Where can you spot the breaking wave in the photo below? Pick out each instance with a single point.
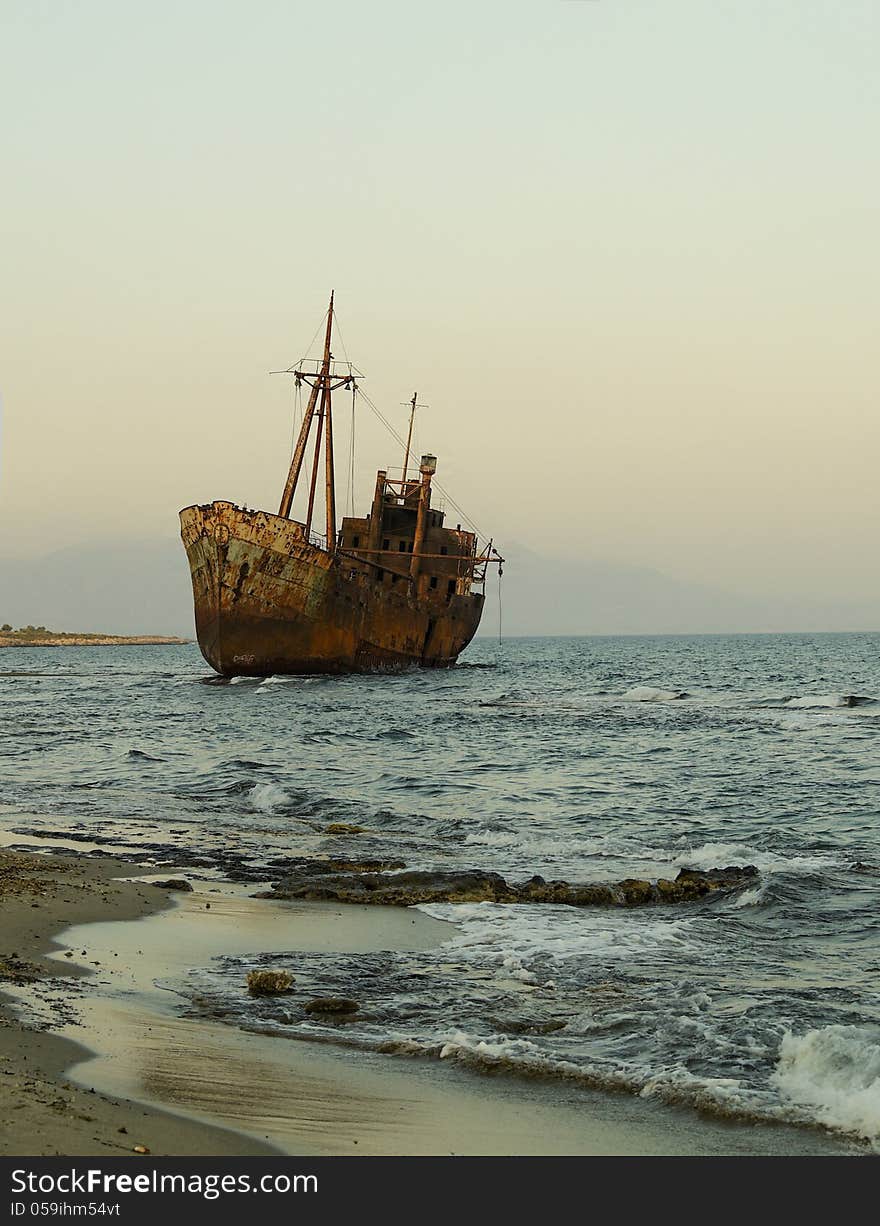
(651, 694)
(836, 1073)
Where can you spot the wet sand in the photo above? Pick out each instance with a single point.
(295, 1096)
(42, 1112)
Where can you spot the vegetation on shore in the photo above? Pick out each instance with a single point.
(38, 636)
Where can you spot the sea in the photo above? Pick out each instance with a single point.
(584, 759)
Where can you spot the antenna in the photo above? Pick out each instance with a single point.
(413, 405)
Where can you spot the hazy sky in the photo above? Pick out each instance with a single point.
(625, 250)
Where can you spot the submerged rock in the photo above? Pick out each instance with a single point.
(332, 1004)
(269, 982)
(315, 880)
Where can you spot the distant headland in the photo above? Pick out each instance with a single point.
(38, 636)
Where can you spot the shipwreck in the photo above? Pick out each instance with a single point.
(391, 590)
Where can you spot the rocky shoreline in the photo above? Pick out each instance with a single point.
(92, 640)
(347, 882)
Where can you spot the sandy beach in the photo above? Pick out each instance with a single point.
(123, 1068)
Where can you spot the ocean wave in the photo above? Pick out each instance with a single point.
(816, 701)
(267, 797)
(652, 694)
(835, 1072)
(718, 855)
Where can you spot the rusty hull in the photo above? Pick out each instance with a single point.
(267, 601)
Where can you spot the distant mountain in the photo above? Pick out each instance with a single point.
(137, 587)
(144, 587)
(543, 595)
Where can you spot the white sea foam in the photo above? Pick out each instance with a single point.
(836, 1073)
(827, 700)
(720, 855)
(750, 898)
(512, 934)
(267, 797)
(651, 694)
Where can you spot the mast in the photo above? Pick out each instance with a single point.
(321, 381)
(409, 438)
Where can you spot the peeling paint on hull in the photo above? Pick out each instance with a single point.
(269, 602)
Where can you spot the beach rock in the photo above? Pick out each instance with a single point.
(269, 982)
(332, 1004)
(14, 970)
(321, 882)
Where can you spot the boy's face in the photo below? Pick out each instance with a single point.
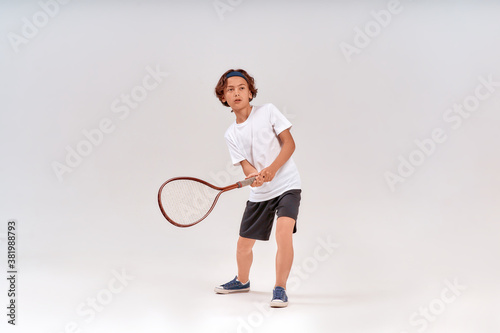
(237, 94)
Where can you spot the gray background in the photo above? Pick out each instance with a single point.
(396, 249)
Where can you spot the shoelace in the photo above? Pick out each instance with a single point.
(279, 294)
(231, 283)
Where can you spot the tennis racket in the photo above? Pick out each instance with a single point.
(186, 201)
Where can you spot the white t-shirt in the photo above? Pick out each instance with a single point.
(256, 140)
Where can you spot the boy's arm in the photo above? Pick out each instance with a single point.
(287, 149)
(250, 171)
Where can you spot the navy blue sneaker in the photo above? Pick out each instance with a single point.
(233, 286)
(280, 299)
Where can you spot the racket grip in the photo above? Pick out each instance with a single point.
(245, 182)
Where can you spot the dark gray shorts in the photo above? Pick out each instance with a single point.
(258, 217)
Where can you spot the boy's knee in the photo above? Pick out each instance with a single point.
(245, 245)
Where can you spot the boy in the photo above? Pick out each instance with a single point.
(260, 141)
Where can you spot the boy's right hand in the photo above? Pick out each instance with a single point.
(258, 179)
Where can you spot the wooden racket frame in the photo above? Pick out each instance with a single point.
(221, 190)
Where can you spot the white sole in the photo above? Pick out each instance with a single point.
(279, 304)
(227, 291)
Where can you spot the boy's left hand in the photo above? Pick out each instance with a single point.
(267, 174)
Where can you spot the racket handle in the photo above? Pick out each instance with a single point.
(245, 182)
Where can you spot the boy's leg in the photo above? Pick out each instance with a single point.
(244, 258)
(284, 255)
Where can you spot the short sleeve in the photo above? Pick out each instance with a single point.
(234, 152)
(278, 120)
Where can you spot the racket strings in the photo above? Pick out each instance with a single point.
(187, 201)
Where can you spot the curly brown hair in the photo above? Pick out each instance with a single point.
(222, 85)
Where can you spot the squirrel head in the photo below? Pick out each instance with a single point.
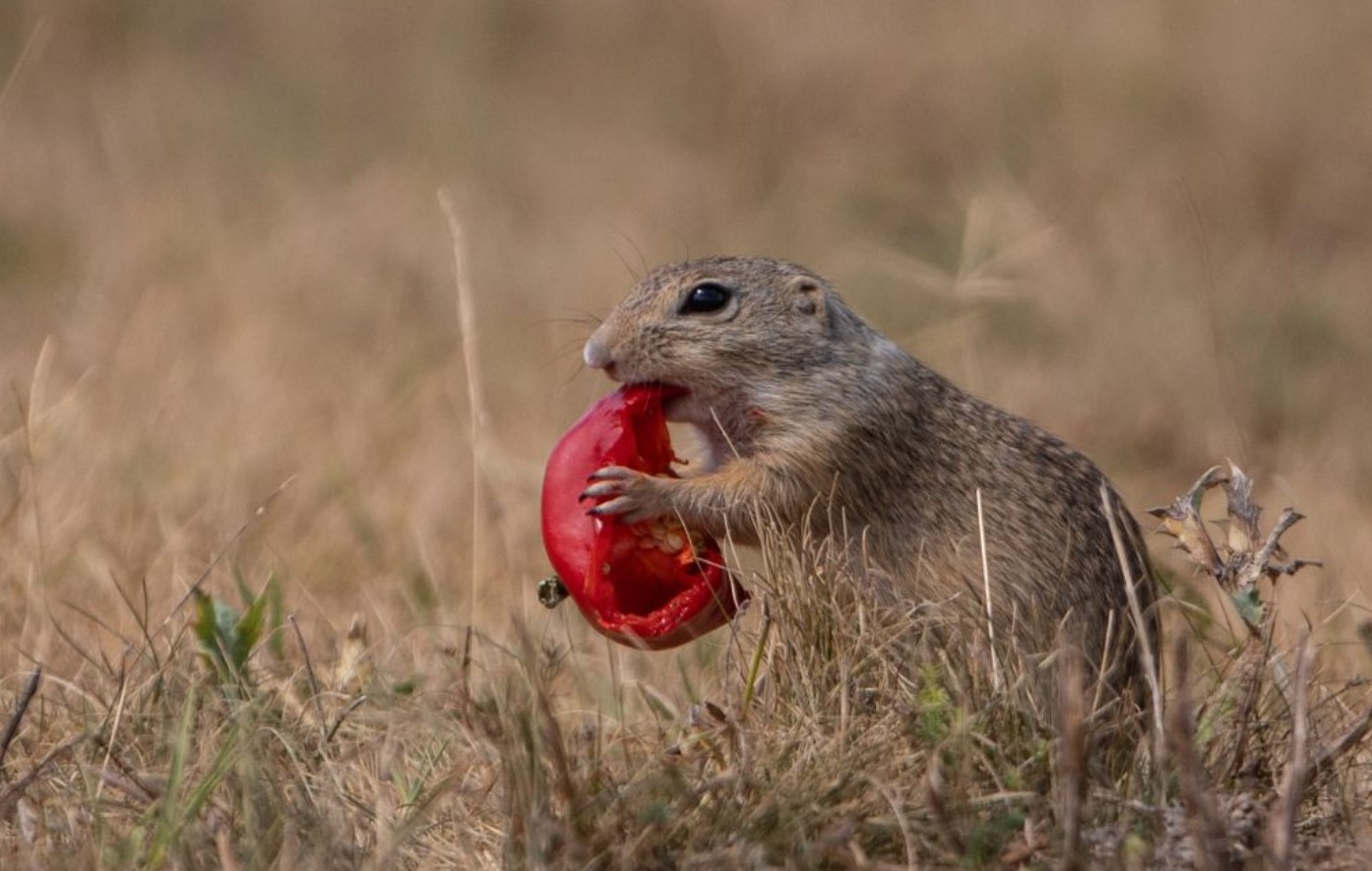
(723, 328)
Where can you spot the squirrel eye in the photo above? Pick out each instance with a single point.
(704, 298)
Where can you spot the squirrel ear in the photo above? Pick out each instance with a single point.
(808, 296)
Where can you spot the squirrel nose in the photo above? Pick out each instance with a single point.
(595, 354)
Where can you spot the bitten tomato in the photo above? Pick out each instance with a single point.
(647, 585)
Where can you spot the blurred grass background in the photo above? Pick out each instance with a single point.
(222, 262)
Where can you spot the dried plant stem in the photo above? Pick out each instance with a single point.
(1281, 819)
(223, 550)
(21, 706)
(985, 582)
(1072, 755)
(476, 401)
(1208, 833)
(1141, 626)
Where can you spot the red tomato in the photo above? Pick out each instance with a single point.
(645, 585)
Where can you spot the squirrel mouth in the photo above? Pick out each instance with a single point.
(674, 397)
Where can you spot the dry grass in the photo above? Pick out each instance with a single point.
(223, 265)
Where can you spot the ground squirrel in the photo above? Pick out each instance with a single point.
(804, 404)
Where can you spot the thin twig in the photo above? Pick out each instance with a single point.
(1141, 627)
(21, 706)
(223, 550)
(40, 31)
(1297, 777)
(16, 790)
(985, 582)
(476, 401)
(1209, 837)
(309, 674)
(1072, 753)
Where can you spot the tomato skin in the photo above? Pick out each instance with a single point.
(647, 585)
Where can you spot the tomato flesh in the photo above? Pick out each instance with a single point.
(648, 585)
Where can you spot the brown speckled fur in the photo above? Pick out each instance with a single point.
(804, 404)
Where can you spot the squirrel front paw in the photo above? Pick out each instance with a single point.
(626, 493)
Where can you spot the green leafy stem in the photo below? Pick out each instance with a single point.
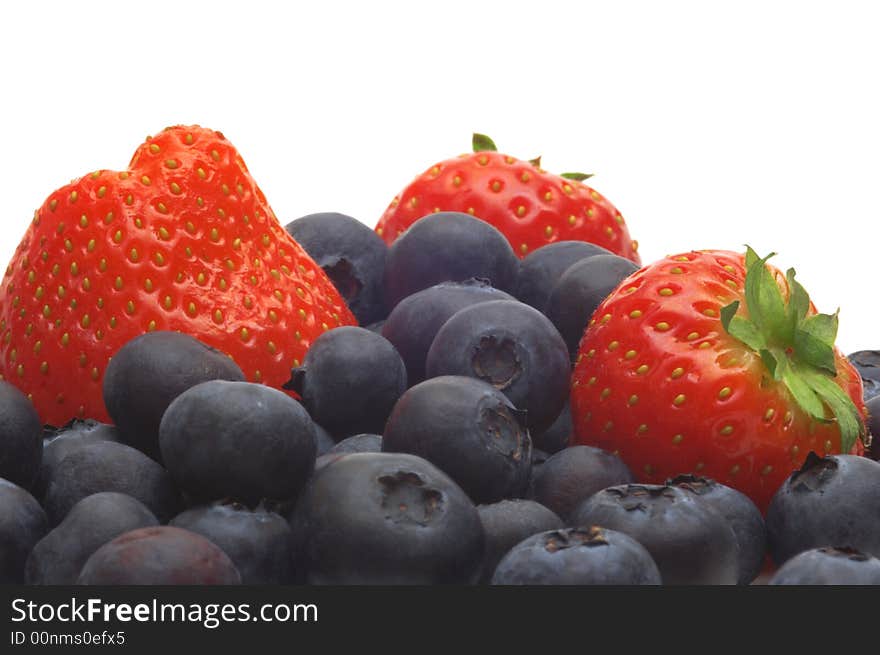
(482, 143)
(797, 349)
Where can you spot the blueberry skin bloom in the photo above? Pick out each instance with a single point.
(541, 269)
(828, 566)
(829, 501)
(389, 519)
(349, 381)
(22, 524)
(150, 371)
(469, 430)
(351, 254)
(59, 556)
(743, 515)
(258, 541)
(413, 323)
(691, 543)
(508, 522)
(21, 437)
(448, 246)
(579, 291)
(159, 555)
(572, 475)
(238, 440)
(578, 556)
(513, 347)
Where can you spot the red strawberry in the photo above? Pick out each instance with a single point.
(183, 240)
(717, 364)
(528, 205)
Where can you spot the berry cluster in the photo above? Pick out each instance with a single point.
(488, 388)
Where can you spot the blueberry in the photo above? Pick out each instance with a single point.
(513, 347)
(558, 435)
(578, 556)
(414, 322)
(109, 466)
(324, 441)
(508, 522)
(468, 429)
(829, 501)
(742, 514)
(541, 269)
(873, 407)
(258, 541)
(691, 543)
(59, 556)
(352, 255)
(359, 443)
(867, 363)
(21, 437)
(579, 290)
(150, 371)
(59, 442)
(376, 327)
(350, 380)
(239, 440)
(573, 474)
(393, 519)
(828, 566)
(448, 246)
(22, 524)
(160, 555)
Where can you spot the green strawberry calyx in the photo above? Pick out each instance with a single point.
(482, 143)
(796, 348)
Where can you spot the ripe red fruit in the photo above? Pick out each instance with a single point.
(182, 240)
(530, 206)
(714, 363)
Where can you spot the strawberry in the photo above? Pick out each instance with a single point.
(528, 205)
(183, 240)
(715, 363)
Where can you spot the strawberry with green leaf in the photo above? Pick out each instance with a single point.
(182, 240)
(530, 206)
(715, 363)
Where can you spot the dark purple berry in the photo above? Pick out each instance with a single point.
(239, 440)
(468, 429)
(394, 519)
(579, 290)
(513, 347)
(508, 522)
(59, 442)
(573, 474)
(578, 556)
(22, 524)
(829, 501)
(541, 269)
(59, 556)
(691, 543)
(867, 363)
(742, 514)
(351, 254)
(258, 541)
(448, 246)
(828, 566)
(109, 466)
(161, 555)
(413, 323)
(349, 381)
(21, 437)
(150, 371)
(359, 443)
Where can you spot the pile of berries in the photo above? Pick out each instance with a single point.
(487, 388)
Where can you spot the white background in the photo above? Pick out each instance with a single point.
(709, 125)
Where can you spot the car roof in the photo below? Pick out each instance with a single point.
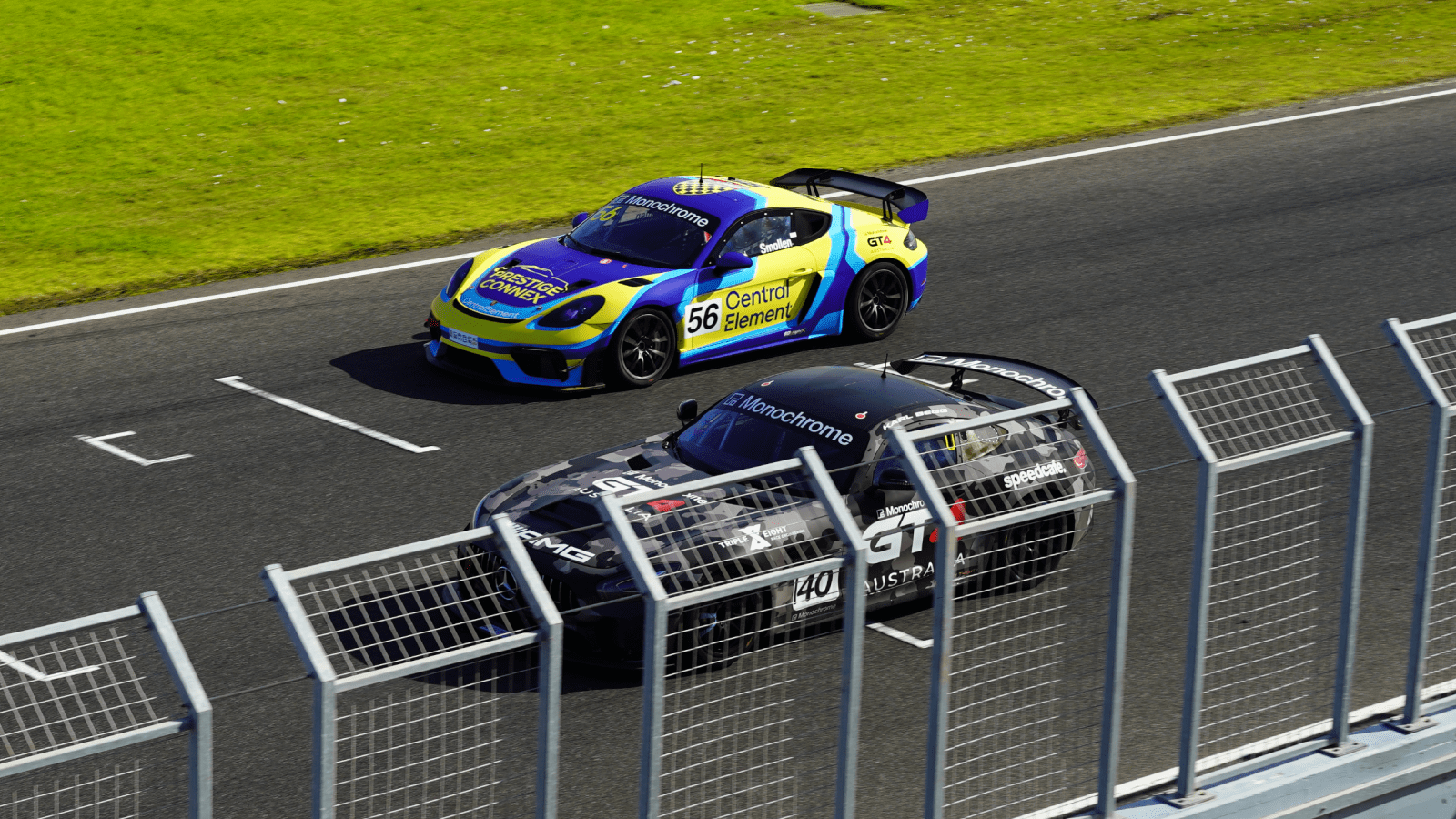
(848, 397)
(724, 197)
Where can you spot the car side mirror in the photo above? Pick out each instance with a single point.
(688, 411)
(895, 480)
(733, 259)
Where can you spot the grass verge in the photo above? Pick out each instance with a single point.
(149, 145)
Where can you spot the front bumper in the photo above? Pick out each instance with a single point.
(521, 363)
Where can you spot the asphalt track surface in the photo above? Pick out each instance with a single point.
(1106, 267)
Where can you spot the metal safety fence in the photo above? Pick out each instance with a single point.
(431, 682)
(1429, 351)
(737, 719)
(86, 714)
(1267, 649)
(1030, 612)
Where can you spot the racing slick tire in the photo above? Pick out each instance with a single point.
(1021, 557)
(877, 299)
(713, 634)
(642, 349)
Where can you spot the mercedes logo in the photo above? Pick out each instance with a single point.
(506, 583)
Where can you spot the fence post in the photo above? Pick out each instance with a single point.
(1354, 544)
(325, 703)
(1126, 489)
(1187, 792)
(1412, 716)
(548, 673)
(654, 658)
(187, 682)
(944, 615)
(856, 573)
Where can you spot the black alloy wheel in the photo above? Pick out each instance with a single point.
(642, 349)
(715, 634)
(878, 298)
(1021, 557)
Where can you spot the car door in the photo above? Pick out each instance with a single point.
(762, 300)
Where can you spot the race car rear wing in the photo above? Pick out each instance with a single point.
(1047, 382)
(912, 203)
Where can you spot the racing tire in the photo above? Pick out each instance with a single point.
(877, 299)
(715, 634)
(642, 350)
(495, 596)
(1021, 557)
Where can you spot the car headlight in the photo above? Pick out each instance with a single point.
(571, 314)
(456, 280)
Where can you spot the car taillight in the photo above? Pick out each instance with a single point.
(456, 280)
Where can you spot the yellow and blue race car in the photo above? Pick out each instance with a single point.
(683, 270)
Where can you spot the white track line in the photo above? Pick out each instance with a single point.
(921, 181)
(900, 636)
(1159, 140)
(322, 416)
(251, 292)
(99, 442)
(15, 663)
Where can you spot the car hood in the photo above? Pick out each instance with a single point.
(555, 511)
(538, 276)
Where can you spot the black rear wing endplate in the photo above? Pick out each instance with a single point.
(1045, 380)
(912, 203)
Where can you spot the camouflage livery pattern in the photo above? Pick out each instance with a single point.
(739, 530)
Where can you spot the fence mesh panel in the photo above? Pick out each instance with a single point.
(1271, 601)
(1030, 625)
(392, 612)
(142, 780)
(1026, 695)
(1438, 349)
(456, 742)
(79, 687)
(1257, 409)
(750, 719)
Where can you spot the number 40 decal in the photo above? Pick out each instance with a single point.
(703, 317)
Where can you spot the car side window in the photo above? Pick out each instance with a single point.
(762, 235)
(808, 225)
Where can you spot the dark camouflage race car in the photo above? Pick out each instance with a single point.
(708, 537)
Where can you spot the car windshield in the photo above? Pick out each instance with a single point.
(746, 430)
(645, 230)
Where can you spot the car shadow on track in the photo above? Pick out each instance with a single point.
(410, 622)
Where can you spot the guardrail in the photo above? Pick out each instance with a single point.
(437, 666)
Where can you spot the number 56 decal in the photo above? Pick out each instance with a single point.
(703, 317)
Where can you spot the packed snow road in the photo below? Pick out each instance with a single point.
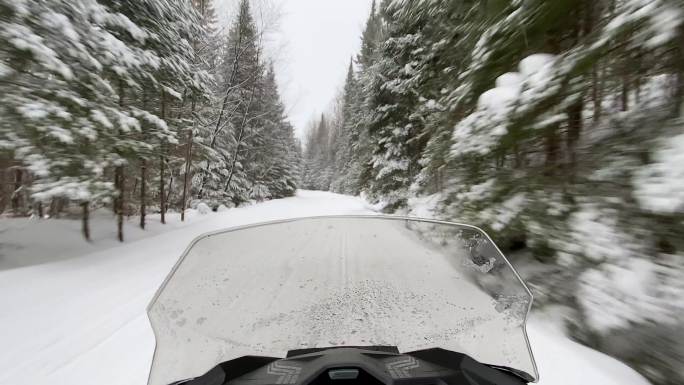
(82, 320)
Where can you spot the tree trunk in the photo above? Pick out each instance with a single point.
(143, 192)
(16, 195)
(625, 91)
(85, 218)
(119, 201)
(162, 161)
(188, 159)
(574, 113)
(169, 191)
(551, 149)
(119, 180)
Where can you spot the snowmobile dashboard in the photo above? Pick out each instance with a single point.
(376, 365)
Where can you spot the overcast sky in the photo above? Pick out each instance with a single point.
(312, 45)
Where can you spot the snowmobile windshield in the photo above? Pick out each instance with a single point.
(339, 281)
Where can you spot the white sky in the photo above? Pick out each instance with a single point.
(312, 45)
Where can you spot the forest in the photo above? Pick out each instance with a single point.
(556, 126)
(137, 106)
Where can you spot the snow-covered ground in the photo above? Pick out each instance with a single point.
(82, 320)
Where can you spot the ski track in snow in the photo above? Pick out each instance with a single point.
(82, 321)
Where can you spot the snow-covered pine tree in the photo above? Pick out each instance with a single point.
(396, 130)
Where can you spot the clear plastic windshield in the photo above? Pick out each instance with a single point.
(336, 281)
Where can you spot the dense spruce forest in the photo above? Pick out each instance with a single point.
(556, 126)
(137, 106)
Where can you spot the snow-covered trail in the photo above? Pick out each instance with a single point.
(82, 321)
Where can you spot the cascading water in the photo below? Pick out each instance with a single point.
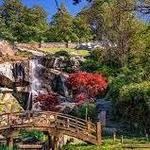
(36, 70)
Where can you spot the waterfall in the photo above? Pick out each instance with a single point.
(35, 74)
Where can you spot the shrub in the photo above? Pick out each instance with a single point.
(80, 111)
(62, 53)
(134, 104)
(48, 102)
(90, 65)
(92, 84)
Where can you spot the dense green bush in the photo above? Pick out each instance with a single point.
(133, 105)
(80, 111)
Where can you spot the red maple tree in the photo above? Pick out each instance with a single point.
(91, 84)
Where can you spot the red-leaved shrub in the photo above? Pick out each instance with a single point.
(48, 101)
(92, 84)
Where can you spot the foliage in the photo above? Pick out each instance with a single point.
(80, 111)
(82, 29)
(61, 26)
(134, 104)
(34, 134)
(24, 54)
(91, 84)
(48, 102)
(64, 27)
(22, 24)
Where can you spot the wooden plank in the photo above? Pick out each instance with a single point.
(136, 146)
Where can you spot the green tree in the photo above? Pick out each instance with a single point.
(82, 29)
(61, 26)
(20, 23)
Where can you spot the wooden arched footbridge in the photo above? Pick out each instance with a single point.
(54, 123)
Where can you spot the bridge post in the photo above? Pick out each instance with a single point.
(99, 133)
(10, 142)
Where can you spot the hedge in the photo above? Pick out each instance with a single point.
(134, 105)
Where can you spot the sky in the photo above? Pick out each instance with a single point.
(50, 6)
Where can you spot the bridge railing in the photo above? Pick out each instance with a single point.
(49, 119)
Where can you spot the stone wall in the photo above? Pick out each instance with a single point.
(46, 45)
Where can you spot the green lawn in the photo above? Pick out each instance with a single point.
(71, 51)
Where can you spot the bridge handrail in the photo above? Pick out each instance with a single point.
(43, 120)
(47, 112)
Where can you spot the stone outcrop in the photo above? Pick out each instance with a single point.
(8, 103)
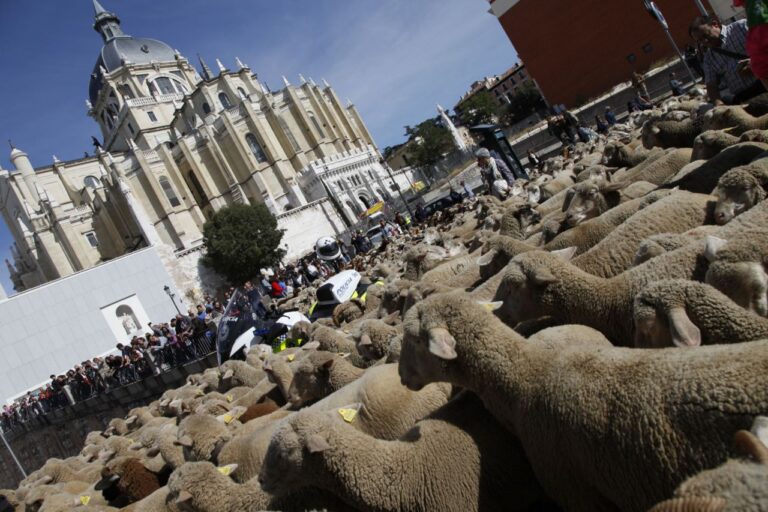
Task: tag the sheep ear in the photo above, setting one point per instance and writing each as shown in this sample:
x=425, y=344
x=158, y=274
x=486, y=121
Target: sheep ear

****************

• _TASK REQUIREMENTS_
Reproduce the data from the line with "Task: tag the" through the end of the data, substituting "lamb ear" for "sheep ear" and leaving everything else unchanged.

• _WRITTEN REPLY_
Task: tag the lamb ear in the photo above, setting one point per instance and writing each as shown in this sample:
x=425, y=344
x=158, y=274
x=486, y=121
Target: lamb ear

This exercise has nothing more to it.